- _Task brief_
Starting at the line containing "Q: Provide one point on every instance of the wooden floor" and ending at the end of the data below, reproduce every line, requests included. Adjust each x and y coordinate in the answers by -119, keep the numbers in the requests and their format samples unchanged, and leave out the pictures.

- _Data to process_
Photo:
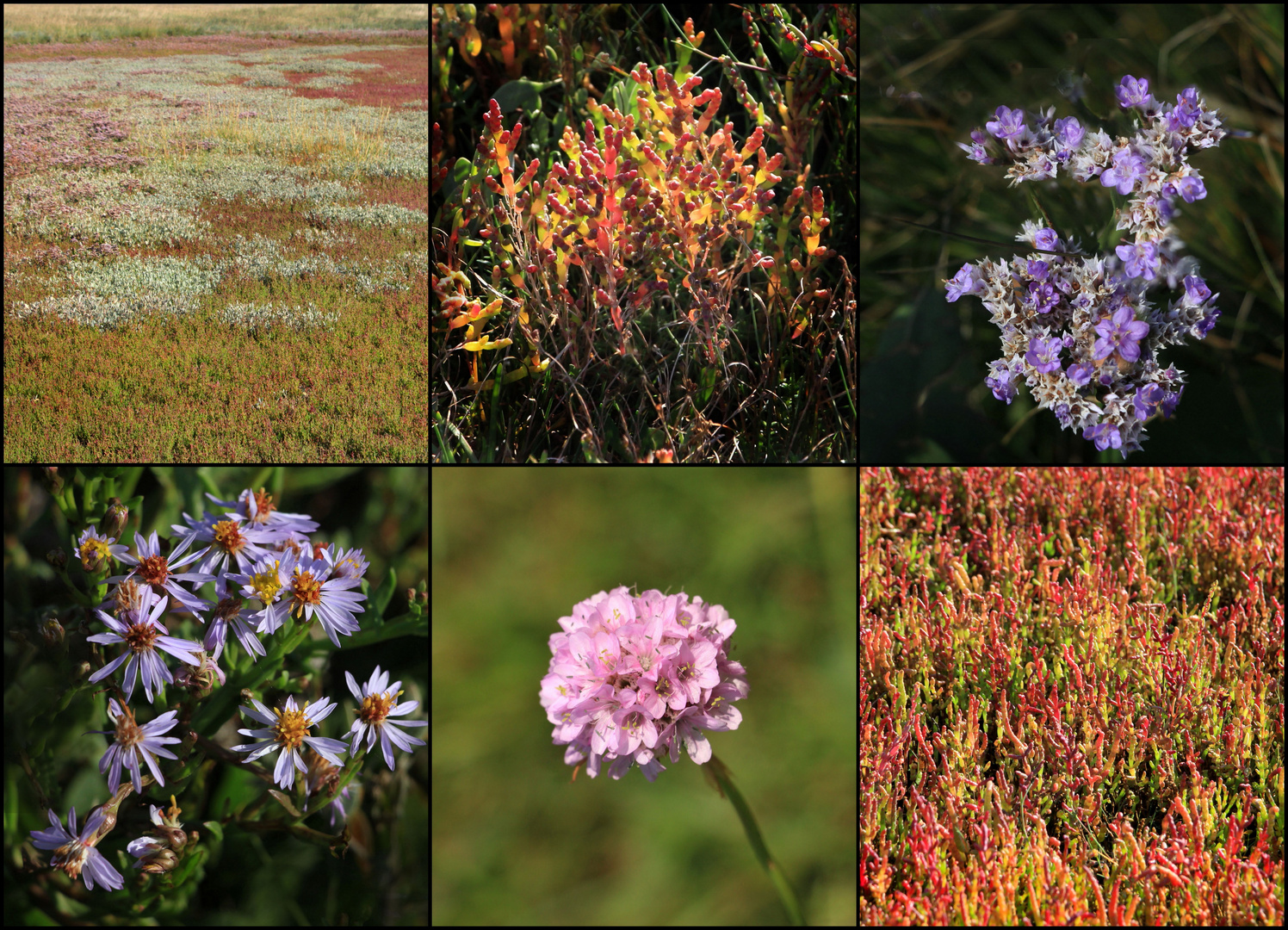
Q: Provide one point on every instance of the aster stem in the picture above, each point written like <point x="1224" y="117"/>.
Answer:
<point x="721" y="773"/>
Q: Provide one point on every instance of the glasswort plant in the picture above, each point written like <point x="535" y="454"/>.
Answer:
<point x="1080" y="329"/>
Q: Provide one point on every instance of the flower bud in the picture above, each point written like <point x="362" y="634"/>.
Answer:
<point x="114" y="521"/>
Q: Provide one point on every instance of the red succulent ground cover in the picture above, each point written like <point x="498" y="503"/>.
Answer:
<point x="1070" y="696"/>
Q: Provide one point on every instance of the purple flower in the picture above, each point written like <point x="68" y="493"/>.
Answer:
<point x="143" y="634"/>
<point x="156" y="569"/>
<point x="288" y="732"/>
<point x="1122" y="334"/>
<point x="1140" y="260"/>
<point x="963" y="282"/>
<point x="132" y="742"/>
<point x="1132" y="93"/>
<point x="378" y="701"/>
<point x="96" y="550"/>
<point x="1043" y="355"/>
<point x="1105" y="436"/>
<point x="1009" y="124"/>
<point x="633" y="678"/>
<point x="1129" y="168"/>
<point x="1085" y="304"/>
<point x="77" y="851"/>
<point x="306" y="586"/>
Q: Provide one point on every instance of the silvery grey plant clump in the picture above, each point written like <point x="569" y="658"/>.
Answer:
<point x="1080" y="329"/>
<point x="255" y="317"/>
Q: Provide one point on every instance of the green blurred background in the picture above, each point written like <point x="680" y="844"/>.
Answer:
<point x="251" y="878"/>
<point x="514" y="841"/>
<point x="929" y="75"/>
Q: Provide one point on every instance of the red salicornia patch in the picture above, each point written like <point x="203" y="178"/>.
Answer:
<point x="1070" y="696"/>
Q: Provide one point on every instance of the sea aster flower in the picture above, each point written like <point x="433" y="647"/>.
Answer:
<point x="231" y="542"/>
<point x="134" y="741"/>
<point x="309" y="587"/>
<point x="230" y="613"/>
<point x="96" y="550"/>
<point x="158" y="571"/>
<point x="140" y="630"/>
<point x="75" y="852"/>
<point x="378" y="702"/>
<point x="288" y="732"/>
<point x="633" y="678"/>
<point x="160" y="852"/>
<point x="259" y="511"/>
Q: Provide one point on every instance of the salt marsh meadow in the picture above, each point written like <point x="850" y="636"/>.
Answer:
<point x="217" y="234"/>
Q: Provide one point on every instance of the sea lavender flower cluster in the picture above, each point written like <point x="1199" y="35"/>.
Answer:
<point x="255" y="554"/>
<point x="1078" y="329"/>
<point x="634" y="677"/>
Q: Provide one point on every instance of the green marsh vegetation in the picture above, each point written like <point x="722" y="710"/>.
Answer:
<point x="217" y="246"/>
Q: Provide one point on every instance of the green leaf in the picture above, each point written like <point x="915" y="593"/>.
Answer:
<point x="285" y="802"/>
<point x="384" y="594"/>
<point x="708" y="381"/>
<point x="522" y="93"/>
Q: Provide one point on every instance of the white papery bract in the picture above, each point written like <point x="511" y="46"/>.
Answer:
<point x="1080" y="330"/>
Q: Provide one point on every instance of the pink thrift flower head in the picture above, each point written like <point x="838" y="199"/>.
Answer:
<point x="633" y="678"/>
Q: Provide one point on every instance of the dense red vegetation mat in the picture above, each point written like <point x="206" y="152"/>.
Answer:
<point x="1070" y="696"/>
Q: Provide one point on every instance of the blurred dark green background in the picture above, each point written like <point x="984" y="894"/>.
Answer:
<point x="251" y="878"/>
<point x="932" y="74"/>
<point x="514" y="840"/>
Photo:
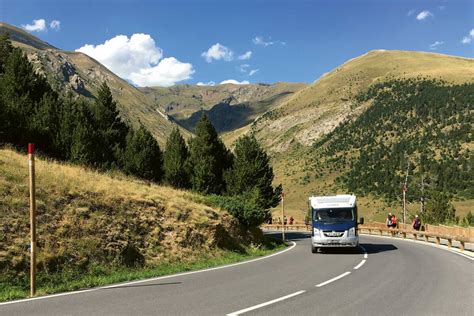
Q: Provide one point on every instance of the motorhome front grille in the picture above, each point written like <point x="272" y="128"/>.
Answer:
<point x="331" y="233"/>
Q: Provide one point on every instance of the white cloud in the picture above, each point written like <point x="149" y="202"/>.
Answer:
<point x="210" y="83"/>
<point x="232" y="81"/>
<point x="245" y="56"/>
<point x="243" y="68"/>
<point x="37" y="26"/>
<point x="436" y="44"/>
<point x="55" y="25"/>
<point x="468" y="39"/>
<point x="424" y="15"/>
<point x="259" y="40"/>
<point x="139" y="60"/>
<point x="253" y="72"/>
<point x="218" y="52"/>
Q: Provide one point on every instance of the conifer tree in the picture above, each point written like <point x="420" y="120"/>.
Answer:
<point x="113" y="129"/>
<point x="252" y="170"/>
<point x="208" y="158"/>
<point x="142" y="156"/>
<point x="176" y="169"/>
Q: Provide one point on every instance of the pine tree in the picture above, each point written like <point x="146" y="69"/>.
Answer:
<point x="176" y="169"/>
<point x="113" y="129"/>
<point x="143" y="157"/>
<point x="208" y="158"/>
<point x="252" y="170"/>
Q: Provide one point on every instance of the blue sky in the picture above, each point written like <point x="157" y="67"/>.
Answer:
<point x="290" y="40"/>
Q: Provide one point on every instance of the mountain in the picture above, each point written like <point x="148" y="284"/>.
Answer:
<point x="320" y="107"/>
<point x="228" y="106"/>
<point x="82" y="75"/>
<point x="358" y="127"/>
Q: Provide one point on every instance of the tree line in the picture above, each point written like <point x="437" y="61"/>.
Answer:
<point x="420" y="124"/>
<point x="92" y="133"/>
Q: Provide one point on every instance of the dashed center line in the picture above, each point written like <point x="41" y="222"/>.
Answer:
<point x="248" y="309"/>
<point x="251" y="308"/>
<point x="360" y="264"/>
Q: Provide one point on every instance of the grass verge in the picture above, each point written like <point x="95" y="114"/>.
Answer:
<point x="100" y="275"/>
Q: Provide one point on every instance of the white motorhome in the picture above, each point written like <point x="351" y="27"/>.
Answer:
<point x="334" y="221"/>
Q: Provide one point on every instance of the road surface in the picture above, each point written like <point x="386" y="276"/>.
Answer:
<point x="391" y="277"/>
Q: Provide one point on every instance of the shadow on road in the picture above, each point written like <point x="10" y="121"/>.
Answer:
<point x="292" y="236"/>
<point x="376" y="248"/>
<point x="141" y="285"/>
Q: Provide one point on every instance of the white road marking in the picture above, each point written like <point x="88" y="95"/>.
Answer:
<point x="443" y="247"/>
<point x="360" y="264"/>
<point x="248" y="309"/>
<point x="333" y="279"/>
<point x="148" y="280"/>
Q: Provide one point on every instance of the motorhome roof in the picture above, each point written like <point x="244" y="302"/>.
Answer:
<point x="333" y="201"/>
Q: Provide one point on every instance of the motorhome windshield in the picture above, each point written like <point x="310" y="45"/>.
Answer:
<point x="334" y="215"/>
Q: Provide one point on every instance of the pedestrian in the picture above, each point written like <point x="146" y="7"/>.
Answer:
<point x="416" y="223"/>
<point x="389" y="220"/>
<point x="394" y="221"/>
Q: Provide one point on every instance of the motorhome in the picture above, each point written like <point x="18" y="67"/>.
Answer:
<point x="334" y="221"/>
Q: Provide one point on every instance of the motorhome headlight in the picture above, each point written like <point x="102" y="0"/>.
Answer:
<point x="316" y="232"/>
<point x="352" y="232"/>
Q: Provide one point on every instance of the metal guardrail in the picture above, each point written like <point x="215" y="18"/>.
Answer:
<point x="378" y="227"/>
<point x="416" y="233"/>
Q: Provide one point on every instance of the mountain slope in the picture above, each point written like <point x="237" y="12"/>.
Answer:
<point x="320" y="107"/>
<point x="82" y="75"/>
<point x="228" y="106"/>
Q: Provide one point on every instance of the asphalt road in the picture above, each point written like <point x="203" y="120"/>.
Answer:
<point x="396" y="278"/>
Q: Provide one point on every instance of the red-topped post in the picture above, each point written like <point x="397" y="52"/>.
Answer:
<point x="31" y="166"/>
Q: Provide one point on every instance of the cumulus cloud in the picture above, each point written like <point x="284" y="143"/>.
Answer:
<point x="139" y="60"/>
<point x="245" y="56"/>
<point x="423" y="15"/>
<point x="210" y="83"/>
<point x="218" y="52"/>
<point x="436" y="44"/>
<point x="37" y="26"/>
<point x="232" y="81"/>
<point x="259" y="40"/>
<point x="243" y="68"/>
<point x="253" y="72"/>
<point x="55" y="25"/>
<point x="468" y="39"/>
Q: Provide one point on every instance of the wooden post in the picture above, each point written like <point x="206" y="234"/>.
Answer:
<point x="283" y="216"/>
<point x="31" y="165"/>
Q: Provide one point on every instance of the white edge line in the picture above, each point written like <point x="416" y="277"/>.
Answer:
<point x="360" y="264"/>
<point x="248" y="309"/>
<point x="443" y="247"/>
<point x="149" y="280"/>
<point x="333" y="279"/>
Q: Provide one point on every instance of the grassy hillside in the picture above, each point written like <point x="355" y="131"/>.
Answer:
<point x="82" y="75"/>
<point x="319" y="108"/>
<point x="91" y="225"/>
<point x="425" y="123"/>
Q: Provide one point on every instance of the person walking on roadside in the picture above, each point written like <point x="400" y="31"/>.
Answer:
<point x="416" y="223"/>
<point x="389" y="220"/>
<point x="394" y="221"/>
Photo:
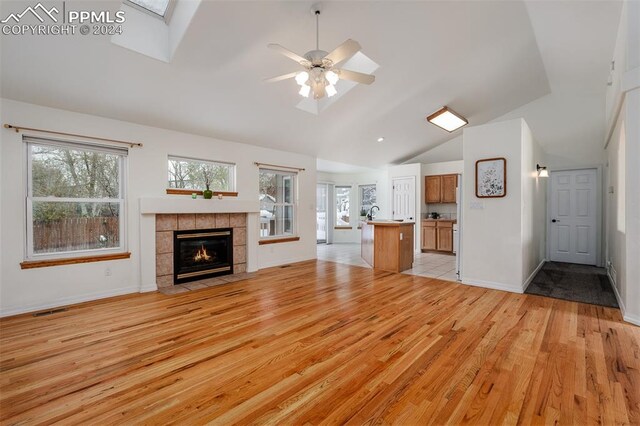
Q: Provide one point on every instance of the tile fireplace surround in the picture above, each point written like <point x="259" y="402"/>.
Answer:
<point x="167" y="223"/>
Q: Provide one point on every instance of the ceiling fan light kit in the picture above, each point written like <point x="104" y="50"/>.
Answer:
<point x="320" y="74"/>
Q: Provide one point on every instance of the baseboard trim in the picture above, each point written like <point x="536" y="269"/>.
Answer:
<point x="533" y="275"/>
<point x="493" y="285"/>
<point x="148" y="288"/>
<point x="286" y="262"/>
<point x="66" y="301"/>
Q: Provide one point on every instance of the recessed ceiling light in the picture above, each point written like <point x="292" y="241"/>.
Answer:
<point x="447" y="119"/>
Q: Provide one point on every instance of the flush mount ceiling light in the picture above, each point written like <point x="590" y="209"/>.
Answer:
<point x="447" y="119"/>
<point x="320" y="74"/>
<point x="542" y="171"/>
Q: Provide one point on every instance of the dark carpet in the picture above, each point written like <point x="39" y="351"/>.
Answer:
<point x="578" y="283"/>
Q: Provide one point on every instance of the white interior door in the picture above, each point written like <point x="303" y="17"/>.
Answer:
<point x="404" y="198"/>
<point x="573" y="221"/>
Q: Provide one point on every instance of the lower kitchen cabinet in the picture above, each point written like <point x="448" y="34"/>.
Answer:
<point x="437" y="235"/>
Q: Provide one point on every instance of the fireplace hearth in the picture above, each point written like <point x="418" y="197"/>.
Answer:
<point x="202" y="253"/>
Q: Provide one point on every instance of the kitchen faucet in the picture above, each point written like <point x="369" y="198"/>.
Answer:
<point x="370" y="215"/>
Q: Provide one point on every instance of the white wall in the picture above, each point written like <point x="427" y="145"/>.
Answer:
<point x="354" y="180"/>
<point x="615" y="229"/>
<point x="24" y="290"/>
<point x="415" y="171"/>
<point x="499" y="249"/>
<point x="623" y="175"/>
<point x="534" y="201"/>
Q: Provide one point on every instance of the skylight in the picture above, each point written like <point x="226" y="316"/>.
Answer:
<point x="156" y="7"/>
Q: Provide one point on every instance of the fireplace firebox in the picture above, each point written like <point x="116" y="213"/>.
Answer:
<point x="202" y="253"/>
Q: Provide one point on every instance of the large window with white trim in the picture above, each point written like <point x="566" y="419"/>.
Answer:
<point x="194" y="174"/>
<point x="343" y="205"/>
<point x="278" y="200"/>
<point x="367" y="197"/>
<point x="75" y="199"/>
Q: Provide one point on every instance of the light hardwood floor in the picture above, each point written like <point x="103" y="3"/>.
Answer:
<point x="320" y="342"/>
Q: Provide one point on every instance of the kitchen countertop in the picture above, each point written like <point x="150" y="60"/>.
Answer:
<point x="388" y="222"/>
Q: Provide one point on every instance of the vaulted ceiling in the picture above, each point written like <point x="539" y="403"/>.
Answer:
<point x="483" y="59"/>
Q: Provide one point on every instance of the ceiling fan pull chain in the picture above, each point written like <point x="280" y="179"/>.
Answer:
<point x="317" y="30"/>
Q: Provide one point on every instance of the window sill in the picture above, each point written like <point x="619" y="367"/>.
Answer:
<point x="31" y="264"/>
<point x="175" y="191"/>
<point x="278" y="240"/>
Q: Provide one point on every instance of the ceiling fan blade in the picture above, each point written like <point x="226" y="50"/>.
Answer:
<point x="344" y="51"/>
<point x="281" y="77"/>
<point x="358" y="77"/>
<point x="289" y="54"/>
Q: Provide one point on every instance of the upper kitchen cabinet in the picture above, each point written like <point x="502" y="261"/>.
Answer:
<point x="433" y="185"/>
<point x="440" y="189"/>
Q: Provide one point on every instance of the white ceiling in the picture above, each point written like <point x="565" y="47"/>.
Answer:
<point x="483" y="59"/>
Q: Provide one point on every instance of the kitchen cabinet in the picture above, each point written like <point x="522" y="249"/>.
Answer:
<point x="387" y="244"/>
<point x="440" y="189"/>
<point x="429" y="236"/>
<point x="437" y="235"/>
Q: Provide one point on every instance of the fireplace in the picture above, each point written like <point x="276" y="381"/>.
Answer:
<point x="202" y="253"/>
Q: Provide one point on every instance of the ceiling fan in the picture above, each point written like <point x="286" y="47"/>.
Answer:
<point x="320" y="73"/>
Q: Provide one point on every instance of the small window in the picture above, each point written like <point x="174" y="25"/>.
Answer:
<point x="278" y="200"/>
<point x="75" y="199"/>
<point x="343" y="201"/>
<point x="158" y="8"/>
<point x="367" y="197"/>
<point x="187" y="173"/>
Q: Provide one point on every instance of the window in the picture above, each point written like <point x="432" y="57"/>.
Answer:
<point x="187" y="173"/>
<point x="367" y="197"/>
<point x="343" y="199"/>
<point x="278" y="199"/>
<point x="159" y="8"/>
<point x="75" y="199"/>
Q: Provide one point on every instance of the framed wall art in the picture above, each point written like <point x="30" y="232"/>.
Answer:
<point x="491" y="178"/>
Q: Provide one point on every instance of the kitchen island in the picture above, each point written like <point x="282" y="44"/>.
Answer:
<point x="388" y="244"/>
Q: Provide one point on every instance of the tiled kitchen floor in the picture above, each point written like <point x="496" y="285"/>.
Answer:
<point x="433" y="265"/>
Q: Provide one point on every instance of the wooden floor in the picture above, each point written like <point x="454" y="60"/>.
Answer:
<point x="319" y="342"/>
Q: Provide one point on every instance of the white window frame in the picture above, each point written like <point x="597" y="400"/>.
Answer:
<point x="293" y="204"/>
<point x="29" y="199"/>
<point x="360" y="197"/>
<point x="335" y="204"/>
<point x="232" y="172"/>
<point x="167" y="14"/>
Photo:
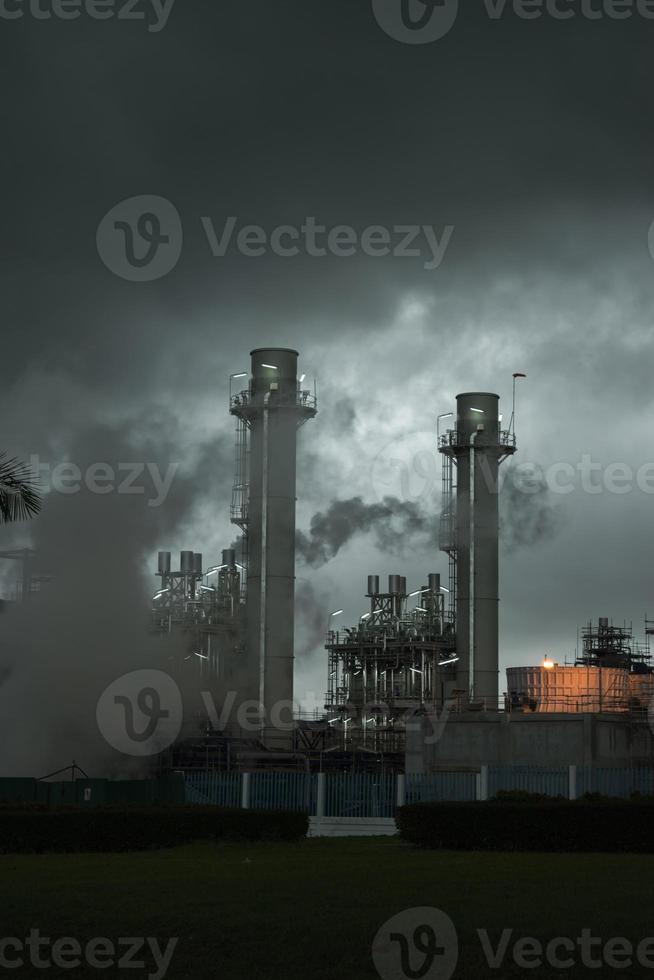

- _Task answer_
Q: Provide one point on every instance of the wooden floor in the picture above, each point written like <point x="454" y="60"/>.
Answer:
<point x="200" y="223"/>
Q: Provide one point on every instance of the white window frame in the picture above, each point written like <point x="597" y="400"/>.
Answer:
<point x="174" y="85"/>
<point x="-90" y="80"/>
<point x="241" y="78"/>
<point x="216" y="85"/>
<point x="113" y="53"/>
<point x="48" y="-105"/>
Photo:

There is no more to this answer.